Scan the listing for the word "facade", and copy out each line where it is found.

────────

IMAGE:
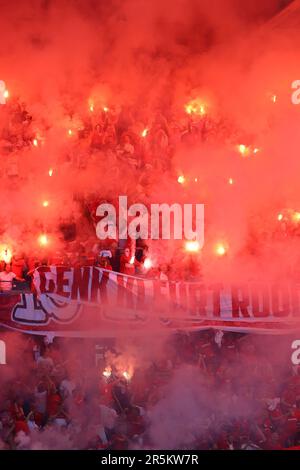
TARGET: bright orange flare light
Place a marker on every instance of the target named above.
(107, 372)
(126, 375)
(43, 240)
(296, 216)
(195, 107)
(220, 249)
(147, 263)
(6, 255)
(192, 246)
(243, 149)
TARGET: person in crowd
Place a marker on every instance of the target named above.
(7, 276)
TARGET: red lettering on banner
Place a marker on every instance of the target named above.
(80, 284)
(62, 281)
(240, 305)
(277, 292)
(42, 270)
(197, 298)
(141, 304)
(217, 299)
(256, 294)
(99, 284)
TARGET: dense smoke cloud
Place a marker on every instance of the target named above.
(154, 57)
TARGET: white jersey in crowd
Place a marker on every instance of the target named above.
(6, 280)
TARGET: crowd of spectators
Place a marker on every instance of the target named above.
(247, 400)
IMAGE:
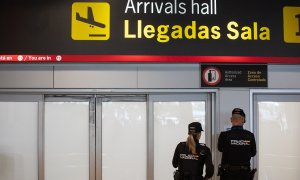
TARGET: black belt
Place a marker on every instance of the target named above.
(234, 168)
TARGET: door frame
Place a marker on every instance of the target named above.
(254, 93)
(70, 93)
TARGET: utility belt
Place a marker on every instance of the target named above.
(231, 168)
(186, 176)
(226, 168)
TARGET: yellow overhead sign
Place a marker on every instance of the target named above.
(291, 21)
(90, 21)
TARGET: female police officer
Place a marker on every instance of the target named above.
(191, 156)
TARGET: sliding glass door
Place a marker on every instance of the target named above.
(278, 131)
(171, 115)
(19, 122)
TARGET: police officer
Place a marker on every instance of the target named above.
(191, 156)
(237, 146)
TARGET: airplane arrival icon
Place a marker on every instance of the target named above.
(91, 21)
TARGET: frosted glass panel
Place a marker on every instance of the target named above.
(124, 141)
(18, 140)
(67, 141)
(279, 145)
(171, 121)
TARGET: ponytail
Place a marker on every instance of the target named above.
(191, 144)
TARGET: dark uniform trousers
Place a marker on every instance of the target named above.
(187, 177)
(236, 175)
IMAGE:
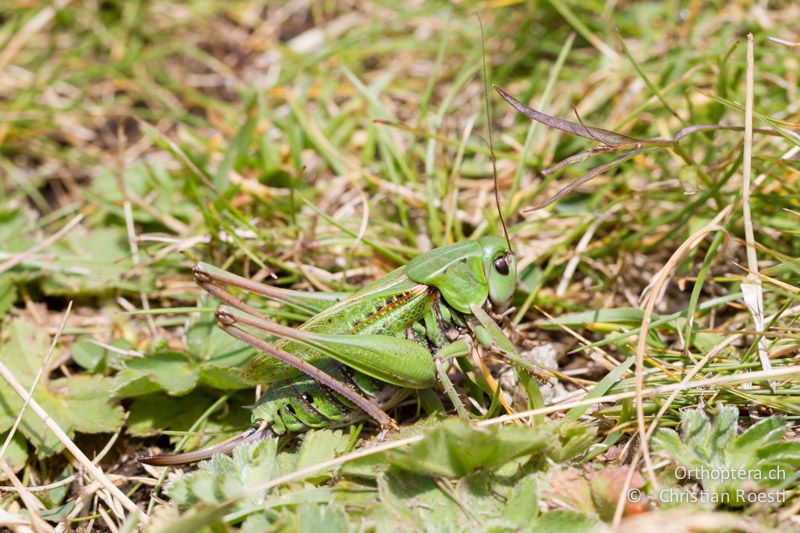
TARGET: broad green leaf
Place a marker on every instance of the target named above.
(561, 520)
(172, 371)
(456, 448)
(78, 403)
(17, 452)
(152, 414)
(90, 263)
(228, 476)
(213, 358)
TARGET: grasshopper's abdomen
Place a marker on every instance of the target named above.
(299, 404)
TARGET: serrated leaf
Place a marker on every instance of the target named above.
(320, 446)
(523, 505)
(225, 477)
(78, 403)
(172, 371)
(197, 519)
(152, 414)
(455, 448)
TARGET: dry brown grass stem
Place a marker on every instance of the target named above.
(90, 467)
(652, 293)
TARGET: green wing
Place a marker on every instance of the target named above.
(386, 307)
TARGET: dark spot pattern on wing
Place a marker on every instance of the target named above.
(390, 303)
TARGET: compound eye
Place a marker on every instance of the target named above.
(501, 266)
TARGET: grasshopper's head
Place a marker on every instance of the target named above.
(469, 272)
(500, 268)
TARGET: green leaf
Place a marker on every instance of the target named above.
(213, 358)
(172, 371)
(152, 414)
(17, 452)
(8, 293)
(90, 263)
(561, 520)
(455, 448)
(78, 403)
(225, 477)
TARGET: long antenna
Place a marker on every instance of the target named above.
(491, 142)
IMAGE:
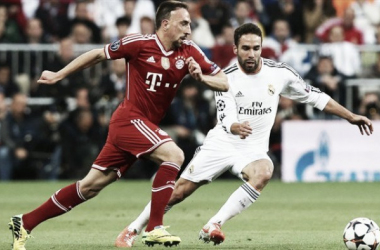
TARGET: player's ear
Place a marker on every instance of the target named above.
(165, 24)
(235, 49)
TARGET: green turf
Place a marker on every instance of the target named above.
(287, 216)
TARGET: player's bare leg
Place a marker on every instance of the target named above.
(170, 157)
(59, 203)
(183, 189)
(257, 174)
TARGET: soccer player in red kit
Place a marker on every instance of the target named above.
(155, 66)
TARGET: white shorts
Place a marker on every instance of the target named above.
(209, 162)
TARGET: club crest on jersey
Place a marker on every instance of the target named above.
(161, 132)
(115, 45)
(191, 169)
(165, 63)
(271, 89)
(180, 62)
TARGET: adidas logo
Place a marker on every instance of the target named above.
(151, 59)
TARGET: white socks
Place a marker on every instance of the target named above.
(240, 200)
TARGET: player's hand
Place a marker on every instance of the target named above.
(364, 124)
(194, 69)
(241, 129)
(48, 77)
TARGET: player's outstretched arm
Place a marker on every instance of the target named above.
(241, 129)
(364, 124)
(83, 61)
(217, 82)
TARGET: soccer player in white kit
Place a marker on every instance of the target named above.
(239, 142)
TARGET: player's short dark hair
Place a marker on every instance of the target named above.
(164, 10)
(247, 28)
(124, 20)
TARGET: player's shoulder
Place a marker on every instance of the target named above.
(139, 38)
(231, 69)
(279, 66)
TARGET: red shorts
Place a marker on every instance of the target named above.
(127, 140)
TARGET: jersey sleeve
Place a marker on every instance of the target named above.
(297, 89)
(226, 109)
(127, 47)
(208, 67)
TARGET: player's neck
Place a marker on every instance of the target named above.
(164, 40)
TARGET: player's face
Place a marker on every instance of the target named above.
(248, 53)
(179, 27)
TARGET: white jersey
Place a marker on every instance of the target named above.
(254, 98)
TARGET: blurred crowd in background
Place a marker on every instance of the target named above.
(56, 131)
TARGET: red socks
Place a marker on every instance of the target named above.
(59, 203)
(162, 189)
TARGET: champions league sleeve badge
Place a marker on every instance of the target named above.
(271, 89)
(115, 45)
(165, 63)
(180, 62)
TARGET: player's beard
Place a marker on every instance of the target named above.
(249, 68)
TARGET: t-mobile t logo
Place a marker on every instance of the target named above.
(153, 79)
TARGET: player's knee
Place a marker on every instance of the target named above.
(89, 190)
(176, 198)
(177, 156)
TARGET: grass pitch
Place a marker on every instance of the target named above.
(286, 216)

────────

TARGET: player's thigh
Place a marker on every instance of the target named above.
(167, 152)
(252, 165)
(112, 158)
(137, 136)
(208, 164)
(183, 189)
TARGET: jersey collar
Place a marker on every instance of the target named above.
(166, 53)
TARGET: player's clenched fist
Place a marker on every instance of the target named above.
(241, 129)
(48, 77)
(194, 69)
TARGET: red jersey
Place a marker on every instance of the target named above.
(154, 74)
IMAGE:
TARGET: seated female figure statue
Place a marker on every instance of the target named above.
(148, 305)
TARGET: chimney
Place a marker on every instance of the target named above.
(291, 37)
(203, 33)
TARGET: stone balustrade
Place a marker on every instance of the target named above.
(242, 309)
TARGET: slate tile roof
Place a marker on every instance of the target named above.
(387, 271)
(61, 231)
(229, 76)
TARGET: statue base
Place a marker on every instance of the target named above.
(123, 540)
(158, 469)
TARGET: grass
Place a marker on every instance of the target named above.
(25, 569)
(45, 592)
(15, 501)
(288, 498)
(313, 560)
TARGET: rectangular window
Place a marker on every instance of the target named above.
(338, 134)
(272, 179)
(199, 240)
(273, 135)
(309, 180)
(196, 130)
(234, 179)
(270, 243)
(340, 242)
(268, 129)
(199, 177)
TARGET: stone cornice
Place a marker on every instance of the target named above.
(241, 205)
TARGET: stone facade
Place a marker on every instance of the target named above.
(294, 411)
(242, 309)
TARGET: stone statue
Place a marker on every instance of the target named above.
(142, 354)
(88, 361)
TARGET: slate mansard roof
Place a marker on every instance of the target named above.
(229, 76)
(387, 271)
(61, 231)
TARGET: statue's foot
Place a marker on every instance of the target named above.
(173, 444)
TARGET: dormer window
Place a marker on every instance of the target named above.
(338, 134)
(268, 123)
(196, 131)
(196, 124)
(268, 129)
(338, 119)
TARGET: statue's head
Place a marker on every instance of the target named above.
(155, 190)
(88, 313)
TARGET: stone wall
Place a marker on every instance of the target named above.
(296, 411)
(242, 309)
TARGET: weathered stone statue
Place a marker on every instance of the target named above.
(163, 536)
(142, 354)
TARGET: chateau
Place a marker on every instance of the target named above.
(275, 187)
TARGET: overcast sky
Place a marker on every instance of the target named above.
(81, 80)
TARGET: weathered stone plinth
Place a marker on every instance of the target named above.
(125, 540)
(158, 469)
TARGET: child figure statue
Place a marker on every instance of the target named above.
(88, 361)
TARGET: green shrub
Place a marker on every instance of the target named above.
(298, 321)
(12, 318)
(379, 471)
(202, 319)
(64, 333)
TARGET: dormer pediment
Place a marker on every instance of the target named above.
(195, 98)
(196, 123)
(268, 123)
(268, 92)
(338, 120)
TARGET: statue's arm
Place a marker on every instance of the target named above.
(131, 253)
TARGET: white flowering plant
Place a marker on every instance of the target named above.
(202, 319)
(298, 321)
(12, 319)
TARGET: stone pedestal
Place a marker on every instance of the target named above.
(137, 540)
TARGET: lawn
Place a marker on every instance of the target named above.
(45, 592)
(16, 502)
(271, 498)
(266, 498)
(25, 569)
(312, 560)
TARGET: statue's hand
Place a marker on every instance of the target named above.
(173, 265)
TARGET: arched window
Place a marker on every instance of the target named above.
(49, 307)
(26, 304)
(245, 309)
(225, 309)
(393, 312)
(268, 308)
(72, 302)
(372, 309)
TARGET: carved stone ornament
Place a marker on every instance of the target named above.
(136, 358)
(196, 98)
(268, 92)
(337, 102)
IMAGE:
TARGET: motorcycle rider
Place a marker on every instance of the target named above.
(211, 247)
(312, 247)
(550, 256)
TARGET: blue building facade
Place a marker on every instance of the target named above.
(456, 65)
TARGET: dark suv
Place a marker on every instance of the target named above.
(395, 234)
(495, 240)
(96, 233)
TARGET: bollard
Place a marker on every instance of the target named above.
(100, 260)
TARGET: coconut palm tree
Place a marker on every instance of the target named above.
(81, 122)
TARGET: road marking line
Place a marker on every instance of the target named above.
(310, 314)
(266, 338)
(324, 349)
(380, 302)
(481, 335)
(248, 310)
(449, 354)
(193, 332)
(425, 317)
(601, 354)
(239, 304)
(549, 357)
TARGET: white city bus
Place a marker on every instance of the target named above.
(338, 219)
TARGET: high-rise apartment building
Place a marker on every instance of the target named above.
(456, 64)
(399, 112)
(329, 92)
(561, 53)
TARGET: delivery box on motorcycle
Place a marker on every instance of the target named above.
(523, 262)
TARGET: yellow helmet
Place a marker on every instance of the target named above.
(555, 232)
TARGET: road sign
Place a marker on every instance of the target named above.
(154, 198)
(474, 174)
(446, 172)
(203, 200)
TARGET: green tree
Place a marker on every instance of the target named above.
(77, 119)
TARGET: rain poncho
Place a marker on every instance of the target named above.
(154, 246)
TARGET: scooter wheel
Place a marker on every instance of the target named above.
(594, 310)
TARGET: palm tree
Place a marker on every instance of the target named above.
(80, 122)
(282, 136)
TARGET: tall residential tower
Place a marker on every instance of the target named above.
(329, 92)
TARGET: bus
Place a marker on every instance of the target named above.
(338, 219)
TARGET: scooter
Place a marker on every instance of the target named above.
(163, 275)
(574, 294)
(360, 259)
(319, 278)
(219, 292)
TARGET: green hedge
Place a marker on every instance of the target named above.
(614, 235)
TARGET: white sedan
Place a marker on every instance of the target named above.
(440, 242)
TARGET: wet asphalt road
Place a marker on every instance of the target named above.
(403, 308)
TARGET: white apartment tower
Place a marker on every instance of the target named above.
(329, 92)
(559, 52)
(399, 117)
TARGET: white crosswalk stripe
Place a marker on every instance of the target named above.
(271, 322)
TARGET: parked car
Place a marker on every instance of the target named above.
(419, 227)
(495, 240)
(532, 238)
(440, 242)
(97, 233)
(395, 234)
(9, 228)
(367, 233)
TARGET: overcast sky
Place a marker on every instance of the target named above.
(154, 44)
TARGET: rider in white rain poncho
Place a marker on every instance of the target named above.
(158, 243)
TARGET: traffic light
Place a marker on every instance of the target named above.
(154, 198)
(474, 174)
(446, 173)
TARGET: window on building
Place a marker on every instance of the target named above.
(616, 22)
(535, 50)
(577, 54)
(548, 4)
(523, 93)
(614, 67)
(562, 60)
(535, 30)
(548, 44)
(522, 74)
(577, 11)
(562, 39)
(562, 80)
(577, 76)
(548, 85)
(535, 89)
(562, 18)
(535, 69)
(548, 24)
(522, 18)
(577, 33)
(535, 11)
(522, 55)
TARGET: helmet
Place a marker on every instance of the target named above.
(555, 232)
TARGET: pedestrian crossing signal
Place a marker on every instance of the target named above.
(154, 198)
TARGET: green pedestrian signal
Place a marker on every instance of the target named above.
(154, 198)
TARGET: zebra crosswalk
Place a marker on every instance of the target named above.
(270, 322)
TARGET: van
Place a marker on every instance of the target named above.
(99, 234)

────────

▶ RESPONSE BELOW
TARGET: stone facade
TARGET: blue building facade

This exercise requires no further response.